**Text passage**
↓

Carrillo v. Case Engineering, Inc.

BENTON, C.J.

Below the judge of compensation claims denied Candelario Carrillo’s claims for permanent, total disability benefits, attorney’s fees, interest, and costs; and ordered him to pay taxable costs to his former employer, Case Engineering, Inc., and to The Claims Center. We reverse the costs award as statutorily unauthorized; and reverse the order denying all of claimant’s attorney’s fees because, in defeating the affirmative defense contemplated by sections 440.09 and 440.105, the claimant prevailed on an issue of compensability.

Mr. Carrillo’s injury on a construction site on August 27, 1996, caused temporary, *1215partial disability, and required medical care and treatment. The industrial accident resulted in temporary partial disability benefits, now long since paid in full, as well as in medical benefits that were still being provided when he filed the petition for additional benefits that began the present proceeding. The medical benefits are still payable because he prevailed in resisting the affirmative defense based on sections 440.09 and 440.105, “frequently referred to as the ‘fraud defense.’ ” Arreola v. Administrative Concepts, 17 So.3d 792, 793 (Fla. 1st DCA 2009).

After the final hearing, the judge of compensation claims denied permanent total disability benefits and all other affirmative relief, but also expressly rejected the fraud defense, ruling that “the testimony of the Claimant is evasive, unreliable and inconsistent but does not rise to the level of fraud.” In the same order, the judge of compensation claims required the claimant to reimburse the other parties’ costs. The present appeal follows subsequent denial of the claimant’s motion for rehearing, to vacate, and for attorney’s fees.

In his motion for rehearing, Mr. Carrillo argued that no statute authorized an award of costs against a claimant for mere failure to prevail on a petition for benefits. In their response, Case Engineering, Inc., and The Claims Center conceded the costs award in their favor was error. Even so, the judge of compensation claims denied the motion for rehearing in toto, thus letting the costs award stand. We now reverse the costs award, because the Workers’ Compensation Act in effect on the date of the accident did not authorize such an award. See Trent v. Charlotte Sanitation, 31 So.3d 938 (Fla. 1st DCA 2010) (reversing award of costs to prevailing employer and carrier in case involving an accident that took place before October 1, 2003); Kaloustian v. Tampa Armature Works, Inc., 5 So.3d 753, 754 (Fla. 1st DCA 2009) (concluding judge of compensation claims erred in applying after-enacted version of section 440.34(3) to pre-2003 accident as basis for awarding costs against claimant).

The judge of compensation claims also refused to award attorney’s fees to the claimant, even though (without identifying any subsection of 440.34) the petition for benefits had included a claim for attorney’s fees based on the statute. The parties’ prehearing stipulation specified section “440.34(3)(b)(c),” as the basis for the attorney’s fees claim, a stated basis that did not change when Case Engineering, Inc., and The Claims Center were granted leave to amend the prehearing stipulation to raise the defense under sections 440.09 and 440.105 that the claimant eventually defeated. The rehearing motion again urged entitlement on the basis of section 440.34(3)(c).

↑

**Data excerpt**
↓

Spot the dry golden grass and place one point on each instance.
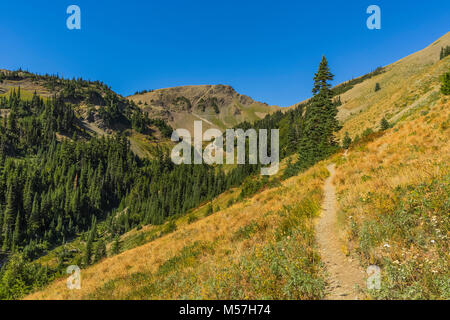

↑

**Tasks to perform**
• A. Sum up the Carrillo court opinion in two sentences.
• B. Please carry the Carrillo court opinion forward from its last sentence.
The lines have nothing to do with the Carrillo court opinion.

**List of answers**
• A. The court reversed the order requiring Candelario Carrillo to pay costs to Case Engineering, Inc., and The Claims Center, because the Workers' Compensation Act in effect on the date of his 1996 accident did not authorize such an award. It also reversed the denial of all his attorney's fees, because by defeating the fraud defense under sections 440.09 and 440.105 he prevailed on an issue of compensability.

• B.
Asserting entitlement to attorney’s fees on the basis of section 440.34(3)(e) adequately preserved for appeal denial of the attorney’s fees claimant sought for successfully defending against the fraud defense predicated on sections 440.09 and 440.105. Case Engineering, Inc., and The Claims Center argue unpersuasively otherwise, citing discussion of section 440.34(2) and (3) in the concurring opinion in Chandler v. Centex Rooney Construction Co., 15 So.3d 837, 839 (Fla. 1st DCA 2009). But the petition described in the Chandler concurring opinion — which does not, after all, constitute binding authority, see Lendsay v. Cotton, 123 So.2d 745, 746 (Fla. 3d DCA 1960) (“A concurring opinion has no binding effect as precedent; such an opinion represents only the personal view of the concurring judge and does not constitute the law of the case.”) — differs from the petition for benefits in the present case, in that the petition here relied on section *1216440.34 without limitation, although the parties’ later stipulation concededly narrowed the statutory basis originally set forth.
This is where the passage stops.